What is expected: Starting from the line containing "light blue wall", write out every remaining line exactly, the last one included.

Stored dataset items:
## Begin

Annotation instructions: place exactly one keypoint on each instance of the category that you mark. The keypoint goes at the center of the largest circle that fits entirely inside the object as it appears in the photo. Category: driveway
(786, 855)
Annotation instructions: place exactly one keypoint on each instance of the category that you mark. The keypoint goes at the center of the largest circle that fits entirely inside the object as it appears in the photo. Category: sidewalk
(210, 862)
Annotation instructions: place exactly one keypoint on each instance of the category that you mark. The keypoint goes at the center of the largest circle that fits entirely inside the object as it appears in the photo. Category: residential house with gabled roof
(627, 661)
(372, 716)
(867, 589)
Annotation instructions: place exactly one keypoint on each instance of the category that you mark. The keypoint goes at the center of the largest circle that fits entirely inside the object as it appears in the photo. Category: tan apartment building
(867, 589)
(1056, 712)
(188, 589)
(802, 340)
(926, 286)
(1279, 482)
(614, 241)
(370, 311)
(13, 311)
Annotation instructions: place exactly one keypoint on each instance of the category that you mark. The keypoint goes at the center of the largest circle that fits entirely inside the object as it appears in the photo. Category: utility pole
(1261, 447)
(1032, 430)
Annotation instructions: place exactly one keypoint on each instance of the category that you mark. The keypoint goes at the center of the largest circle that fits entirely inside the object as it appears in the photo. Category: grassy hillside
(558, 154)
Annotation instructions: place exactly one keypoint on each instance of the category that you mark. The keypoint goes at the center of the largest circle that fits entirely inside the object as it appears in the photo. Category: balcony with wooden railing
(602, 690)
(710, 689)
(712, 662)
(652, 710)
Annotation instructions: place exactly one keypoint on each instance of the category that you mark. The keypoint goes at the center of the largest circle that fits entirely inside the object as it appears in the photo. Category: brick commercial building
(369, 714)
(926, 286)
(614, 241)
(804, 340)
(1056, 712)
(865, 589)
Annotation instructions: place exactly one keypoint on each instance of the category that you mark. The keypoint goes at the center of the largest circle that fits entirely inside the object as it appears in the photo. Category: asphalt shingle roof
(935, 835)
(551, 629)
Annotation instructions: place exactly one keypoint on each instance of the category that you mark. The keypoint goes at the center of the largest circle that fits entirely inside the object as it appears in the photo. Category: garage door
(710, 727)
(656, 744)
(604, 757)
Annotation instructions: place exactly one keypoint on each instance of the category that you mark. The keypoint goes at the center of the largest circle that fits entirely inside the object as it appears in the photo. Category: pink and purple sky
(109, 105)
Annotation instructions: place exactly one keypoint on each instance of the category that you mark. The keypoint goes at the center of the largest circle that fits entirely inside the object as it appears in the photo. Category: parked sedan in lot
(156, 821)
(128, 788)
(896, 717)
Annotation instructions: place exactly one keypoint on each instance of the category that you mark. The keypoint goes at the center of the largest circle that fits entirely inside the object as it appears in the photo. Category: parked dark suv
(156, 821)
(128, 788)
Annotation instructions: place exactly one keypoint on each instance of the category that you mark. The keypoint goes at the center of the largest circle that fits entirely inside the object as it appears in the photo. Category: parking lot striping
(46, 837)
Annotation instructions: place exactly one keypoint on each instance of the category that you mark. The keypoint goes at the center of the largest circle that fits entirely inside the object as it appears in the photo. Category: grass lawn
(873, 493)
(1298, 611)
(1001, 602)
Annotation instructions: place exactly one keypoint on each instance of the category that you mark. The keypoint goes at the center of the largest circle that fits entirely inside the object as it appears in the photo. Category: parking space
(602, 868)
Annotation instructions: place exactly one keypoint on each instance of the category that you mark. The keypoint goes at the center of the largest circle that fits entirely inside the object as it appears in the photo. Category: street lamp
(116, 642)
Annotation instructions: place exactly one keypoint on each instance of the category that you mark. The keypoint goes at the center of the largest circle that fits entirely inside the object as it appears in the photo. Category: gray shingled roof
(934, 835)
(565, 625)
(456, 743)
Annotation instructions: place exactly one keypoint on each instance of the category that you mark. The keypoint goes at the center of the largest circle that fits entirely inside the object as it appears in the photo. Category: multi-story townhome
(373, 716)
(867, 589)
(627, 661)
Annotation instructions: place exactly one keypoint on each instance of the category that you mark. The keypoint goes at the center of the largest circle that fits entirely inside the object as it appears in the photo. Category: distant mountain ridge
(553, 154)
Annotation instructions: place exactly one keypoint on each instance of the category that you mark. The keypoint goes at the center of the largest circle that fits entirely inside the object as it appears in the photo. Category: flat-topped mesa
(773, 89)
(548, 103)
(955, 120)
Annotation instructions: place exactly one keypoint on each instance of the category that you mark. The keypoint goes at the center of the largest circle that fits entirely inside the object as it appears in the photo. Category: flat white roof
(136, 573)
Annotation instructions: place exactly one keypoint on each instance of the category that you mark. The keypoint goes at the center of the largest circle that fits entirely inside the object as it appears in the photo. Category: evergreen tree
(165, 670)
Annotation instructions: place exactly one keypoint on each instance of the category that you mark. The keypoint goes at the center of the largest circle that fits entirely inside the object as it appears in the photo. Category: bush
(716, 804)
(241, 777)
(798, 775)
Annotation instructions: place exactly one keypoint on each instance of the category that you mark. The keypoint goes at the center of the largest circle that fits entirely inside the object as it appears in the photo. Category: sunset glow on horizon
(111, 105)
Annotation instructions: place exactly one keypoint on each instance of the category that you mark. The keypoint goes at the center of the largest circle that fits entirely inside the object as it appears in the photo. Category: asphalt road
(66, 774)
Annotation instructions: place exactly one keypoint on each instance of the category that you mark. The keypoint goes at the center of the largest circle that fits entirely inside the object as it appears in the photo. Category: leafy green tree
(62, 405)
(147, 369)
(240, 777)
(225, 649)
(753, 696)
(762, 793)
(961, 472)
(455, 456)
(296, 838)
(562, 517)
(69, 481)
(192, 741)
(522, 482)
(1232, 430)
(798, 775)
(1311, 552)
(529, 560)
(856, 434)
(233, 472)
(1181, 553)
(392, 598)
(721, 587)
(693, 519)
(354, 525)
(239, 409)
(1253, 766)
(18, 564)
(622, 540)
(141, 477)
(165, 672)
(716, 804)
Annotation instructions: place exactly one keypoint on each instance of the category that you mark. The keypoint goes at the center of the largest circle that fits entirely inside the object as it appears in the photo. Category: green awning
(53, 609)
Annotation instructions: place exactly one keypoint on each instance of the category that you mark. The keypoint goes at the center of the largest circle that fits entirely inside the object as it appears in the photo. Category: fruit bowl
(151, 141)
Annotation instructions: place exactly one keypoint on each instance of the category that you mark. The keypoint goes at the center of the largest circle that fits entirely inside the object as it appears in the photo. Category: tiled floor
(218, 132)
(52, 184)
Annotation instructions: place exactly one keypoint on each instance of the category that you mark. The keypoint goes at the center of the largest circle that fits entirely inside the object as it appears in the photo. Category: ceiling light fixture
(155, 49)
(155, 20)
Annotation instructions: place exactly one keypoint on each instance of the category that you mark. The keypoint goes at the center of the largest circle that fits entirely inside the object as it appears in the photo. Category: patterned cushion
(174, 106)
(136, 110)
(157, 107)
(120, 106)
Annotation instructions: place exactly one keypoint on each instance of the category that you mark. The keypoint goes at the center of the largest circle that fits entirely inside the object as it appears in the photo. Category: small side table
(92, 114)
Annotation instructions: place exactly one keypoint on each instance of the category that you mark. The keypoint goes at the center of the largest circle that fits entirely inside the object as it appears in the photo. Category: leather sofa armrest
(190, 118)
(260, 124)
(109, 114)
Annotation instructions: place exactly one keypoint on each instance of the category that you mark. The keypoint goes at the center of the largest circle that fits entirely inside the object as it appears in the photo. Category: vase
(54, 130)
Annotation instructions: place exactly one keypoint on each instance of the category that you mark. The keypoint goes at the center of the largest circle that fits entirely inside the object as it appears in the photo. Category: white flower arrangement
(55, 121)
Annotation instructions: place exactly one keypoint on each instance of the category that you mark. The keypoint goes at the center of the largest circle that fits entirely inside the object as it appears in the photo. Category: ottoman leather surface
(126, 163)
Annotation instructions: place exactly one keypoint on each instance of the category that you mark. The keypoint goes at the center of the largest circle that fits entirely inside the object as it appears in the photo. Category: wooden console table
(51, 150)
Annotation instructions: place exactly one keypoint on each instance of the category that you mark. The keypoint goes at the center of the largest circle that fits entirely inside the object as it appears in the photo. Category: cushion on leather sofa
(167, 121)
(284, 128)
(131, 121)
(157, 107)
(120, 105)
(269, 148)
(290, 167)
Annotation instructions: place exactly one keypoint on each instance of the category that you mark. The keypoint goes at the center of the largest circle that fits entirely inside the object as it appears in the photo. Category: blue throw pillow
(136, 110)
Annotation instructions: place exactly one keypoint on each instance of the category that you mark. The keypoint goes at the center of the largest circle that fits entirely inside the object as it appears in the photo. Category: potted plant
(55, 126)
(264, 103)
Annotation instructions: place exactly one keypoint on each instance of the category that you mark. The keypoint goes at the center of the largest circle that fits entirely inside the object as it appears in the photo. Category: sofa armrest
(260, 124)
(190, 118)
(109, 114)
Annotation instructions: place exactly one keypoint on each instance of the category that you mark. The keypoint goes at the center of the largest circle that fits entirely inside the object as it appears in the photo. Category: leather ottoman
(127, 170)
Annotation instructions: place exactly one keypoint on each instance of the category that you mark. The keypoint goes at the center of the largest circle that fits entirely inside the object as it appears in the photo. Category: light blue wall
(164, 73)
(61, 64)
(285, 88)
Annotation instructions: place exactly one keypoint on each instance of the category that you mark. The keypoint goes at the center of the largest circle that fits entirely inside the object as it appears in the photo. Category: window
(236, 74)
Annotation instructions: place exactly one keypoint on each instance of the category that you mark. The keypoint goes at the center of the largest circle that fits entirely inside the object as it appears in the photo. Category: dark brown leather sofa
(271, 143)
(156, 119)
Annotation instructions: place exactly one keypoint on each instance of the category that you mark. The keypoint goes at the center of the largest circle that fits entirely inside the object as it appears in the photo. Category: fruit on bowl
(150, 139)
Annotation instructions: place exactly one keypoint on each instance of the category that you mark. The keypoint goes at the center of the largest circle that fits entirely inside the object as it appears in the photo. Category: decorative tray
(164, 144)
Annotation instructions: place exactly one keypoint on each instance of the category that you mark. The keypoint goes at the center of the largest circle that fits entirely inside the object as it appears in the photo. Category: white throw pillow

## End

Response to this task:
Annotation instructions: place exactly one keypoint on each instance of the category that you mark. The keypoint goes at the center of the largest circle that fits entirely inside the object as it appears in the photo. Category: light blue wall
(164, 73)
(61, 64)
(285, 88)
Annotation instructions: place exactly one keypoint on each instance of the category that you mark. The keypoint goes at the center of the largest circle that fits entirely inside the object as it appears in the photo. Category: window
(236, 74)
Annotation instructions: place exactly one keypoint on each instance of the category that you mark. The keypoint goes at the center of the largest circle that fits entirely inside the object as it appears in the photo. Category: dark brown leather sofa
(271, 143)
(156, 119)
Annotation instructions: place exactly one keypoint on each instance of the category that you mark. The keypoint goes at the center of the largest circle that fits entirely inside the object as it appears in the photo. Category: fruit on bowl
(150, 139)
Annotation instructions: place exactly one keypoint on each instance of the category that you mark. The keypoint goes at the center of the largest circle that fits entirely inside the object as it appears in the photo. Category: decorative tray
(164, 144)
Annotation instructions: place exactly one keypoint on each instance of the category that you mark. The keypoint goes at the center of the largest circle that fits entirely inside the object as it appears in the photo. Category: white throw pillow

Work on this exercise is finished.